** begin SUPPLIED ENTRIES **

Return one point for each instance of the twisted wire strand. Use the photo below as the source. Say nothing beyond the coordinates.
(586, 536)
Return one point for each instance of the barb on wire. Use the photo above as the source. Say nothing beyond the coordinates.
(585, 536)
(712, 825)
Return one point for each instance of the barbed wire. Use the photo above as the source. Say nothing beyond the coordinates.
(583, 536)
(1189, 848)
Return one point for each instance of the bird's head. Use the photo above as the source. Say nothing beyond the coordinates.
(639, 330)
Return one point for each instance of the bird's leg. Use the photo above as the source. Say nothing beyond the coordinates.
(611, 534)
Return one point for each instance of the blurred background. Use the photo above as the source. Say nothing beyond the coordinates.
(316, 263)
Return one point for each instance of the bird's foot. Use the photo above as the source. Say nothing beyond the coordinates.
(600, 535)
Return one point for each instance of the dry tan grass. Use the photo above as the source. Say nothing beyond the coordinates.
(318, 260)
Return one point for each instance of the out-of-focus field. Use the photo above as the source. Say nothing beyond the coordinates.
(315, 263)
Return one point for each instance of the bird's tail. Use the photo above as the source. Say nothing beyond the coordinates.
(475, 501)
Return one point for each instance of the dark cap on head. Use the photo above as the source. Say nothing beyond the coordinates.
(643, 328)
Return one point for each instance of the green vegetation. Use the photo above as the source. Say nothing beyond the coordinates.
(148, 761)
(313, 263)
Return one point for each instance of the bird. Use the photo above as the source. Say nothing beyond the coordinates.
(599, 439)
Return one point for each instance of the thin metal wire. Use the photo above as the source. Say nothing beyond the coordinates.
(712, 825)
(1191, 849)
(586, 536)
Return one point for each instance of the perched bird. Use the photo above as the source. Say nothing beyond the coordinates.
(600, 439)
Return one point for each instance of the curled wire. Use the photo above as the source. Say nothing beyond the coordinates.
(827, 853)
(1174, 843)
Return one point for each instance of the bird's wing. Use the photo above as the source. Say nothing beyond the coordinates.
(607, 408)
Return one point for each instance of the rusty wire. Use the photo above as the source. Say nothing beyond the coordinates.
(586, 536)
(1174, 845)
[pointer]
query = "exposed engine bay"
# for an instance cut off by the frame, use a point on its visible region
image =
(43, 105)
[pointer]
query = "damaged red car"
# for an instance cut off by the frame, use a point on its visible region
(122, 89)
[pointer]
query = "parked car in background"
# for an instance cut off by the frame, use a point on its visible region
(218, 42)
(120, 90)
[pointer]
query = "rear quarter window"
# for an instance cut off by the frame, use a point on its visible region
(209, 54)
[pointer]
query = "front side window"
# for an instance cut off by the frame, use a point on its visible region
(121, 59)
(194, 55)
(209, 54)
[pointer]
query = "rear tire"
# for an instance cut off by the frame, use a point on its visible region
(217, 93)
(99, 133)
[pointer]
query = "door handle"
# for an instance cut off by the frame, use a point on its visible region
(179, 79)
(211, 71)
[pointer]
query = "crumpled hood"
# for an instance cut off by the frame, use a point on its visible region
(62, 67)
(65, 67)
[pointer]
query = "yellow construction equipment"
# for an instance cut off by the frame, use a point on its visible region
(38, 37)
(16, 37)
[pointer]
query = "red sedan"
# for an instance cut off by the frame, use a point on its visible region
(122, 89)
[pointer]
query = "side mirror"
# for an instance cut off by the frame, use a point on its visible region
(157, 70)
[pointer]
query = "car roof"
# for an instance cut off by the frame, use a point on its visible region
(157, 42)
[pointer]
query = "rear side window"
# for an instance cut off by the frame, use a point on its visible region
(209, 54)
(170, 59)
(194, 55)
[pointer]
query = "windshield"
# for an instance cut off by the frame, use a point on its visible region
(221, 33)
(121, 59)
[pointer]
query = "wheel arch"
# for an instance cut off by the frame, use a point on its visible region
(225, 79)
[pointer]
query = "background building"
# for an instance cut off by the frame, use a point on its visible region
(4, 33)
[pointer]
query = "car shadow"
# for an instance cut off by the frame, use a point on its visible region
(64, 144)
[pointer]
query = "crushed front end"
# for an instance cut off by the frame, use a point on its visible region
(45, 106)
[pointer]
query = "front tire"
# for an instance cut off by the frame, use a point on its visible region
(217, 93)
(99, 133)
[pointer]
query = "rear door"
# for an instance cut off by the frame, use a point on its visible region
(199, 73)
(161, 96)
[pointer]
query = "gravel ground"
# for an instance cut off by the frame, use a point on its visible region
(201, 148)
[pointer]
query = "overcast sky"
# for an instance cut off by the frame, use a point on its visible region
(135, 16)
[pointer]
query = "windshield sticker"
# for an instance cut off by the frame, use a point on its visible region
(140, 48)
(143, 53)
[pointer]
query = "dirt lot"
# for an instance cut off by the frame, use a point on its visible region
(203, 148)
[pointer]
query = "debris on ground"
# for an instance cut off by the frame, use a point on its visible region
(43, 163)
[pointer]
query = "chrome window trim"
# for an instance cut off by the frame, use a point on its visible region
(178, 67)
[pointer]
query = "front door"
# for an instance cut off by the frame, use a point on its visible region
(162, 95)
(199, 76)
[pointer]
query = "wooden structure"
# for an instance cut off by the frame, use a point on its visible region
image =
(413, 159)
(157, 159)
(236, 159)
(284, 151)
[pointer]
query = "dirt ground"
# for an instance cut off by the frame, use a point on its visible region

** end SUPPLIED ENTRIES **

- **SHORT EXERCISE**: Locate each of the lines above that contains the word "head" and copy it out in full.

- **EXERCISE ANSWER**:
Return one point for each instance of the bird's head. Use the photo above as the source. Say nothing beyond the coordinates.
Return one point for each instance of the dark cap on head. Use the photo above as the source. Say nothing beyond the coordinates.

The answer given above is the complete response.